Segment Start: Document passage

Published at a time before the current reckoning with the more distressing racist and colonial aspects of Macdonald’s legacy, Gwyn’s books were an attempt to redress this lack of historical knowledge, while at the same time being careful not to gloss over some of our first prime minister’s less-than-stellar qualities or policies. “It’s certainly time that there was a reassessment of the great historical figures who we revered fairly uncritically until recently,” Gray says. “If you look at the way [Gwyn] treated the whole Louis Riel episode, that was very different from previous, much more admiring accounts.”
Equally notable is that the books were produced when the author was in his 70s. “To be able to produce work of that quality and density and originality in your mid-70s [is remarkable],” Paikin says. “He was doing the best work of his life in his mid-70s.”
For Collins, this was a natural outgrowth of the many years Gwyn spent writing, talking, and thinking about Canada and its political system. “He spent all those years looking at the life of Canada, the nature of our public discourse, the way our politics worked,” she says. “He loved the place enormously.”
So deep was Gwyn’s devotion to his adopted country that he had contracted to write a short volume intended to be “his love letter to Canada,” according to Collins. That plan was derailed when his Alzheimer’s diagnosis forced him to quit writing his bi-weekly Toronto Star column in 2016. “As soon as he realized he couldn’t hold the same kind of argument in his head that he’d always been so capable of holding, he called me up and said ‘I need to come and talk to you,’” Collins says. “He sat me down and said, ‘Anne, there’s no way I can do this book because my equipment isn’t working. I’m not firing on all cylinders.’”
For a person like Gwyn, whose whole being was tied up in his ability to think and communicate critically about complex abstract or theoretical ideas, the slow slide into dementia was truly heartbreaking. “The world has a way of being very cruel,” says Paikin. “If you wanted to find the cruellest way for Richard Gwyn to experience his demise, take away his ability to read, take away his ability to write, take away his ability to be coherent.” Paikin and Collins both bemoan the fact that Gwyn’s illness robbed the world of any further volumes of writing that might have aspired to the heights of his books on Trudeau and Macdonald.
In one of his final Toronto Star columns, following the 2016 vehicular terrorist attack in Nice, France, Gwyn made an argument for the export of Canadian values around the world: “Many years back we made a major contribution to international affairs by developing the idea and the institute of peacekeeping. Somehow we need to develop a contemporary equivalent, this one based on the presumption that all are equal. Easy to say; excruciatingly difficult to accomplish. But it’s what the world needs.” This seems to encapsulate his view of Canada as a place where, evident social and political ills notwithstanding, the opportunity for greater harmony and inclusiveness is apparent.
“He basically thought we had the potential to be better at all those things than any other place on the planet,” Collins says. “He really thought we had crafted a place where we could have democratic discussions, where we had the give and take to absorb crises and to carry on.” It’s a perspective that will be sadly missed in our current historical moment.

Segment End: Document passage
Segment Start: Data supplied

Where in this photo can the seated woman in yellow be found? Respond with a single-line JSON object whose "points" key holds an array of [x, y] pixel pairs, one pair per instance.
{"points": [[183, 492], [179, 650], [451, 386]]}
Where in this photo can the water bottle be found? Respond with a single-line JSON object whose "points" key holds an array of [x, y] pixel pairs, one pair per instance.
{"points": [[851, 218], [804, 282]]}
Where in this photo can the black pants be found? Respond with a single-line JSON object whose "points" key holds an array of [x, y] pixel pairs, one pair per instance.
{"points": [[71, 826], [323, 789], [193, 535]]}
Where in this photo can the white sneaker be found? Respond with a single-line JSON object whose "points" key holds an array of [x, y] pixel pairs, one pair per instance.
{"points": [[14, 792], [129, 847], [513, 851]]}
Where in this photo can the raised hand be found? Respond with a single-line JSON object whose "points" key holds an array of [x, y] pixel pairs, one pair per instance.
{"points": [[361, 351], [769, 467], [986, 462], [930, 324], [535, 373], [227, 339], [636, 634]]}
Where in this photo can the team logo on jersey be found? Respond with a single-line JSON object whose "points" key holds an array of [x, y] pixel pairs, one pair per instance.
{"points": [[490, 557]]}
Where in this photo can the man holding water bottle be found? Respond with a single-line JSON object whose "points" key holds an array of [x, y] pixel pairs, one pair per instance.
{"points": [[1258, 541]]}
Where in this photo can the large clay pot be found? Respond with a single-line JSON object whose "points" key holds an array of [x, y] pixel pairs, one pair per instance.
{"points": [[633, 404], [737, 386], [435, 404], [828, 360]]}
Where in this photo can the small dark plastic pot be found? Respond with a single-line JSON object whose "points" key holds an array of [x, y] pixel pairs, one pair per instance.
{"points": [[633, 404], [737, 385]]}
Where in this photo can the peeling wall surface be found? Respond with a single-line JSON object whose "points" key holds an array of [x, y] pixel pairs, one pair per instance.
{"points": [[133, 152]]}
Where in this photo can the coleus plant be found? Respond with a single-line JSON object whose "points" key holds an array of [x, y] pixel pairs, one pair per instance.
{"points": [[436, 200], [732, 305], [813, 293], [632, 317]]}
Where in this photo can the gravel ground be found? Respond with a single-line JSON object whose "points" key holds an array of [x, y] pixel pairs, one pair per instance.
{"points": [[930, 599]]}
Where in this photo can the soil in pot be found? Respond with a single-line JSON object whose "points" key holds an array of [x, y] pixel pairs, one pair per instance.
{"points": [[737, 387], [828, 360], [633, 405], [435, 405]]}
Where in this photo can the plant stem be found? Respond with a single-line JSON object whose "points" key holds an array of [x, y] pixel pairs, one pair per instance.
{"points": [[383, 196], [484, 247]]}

Segment End: Data supplied

## Aim of the exercise
Write out the passage about Richard Gwyn word for word, starting at "In one of his" and ending at "inclusiveness is apparent.".

## Exercise answer
In one of his final Toronto Star columns, following the 2016 vehicular terrorist attack in Nice, France, Gwyn made an argument for the export of Canadian values around the world: “Many years back we made a major contribution to international affairs by developing the idea and the institute of peacekeeping. Somehow we need to develop a contemporary equivalent, this one based on the presumption that all are equal. Easy to say; excruciatingly difficult to accomplish. But it’s what the world needs.” This seems to encapsulate his view of Canada as a place where, evident social and political ills notwithstanding, the opportunity for greater harmony and inclusiveness is apparent.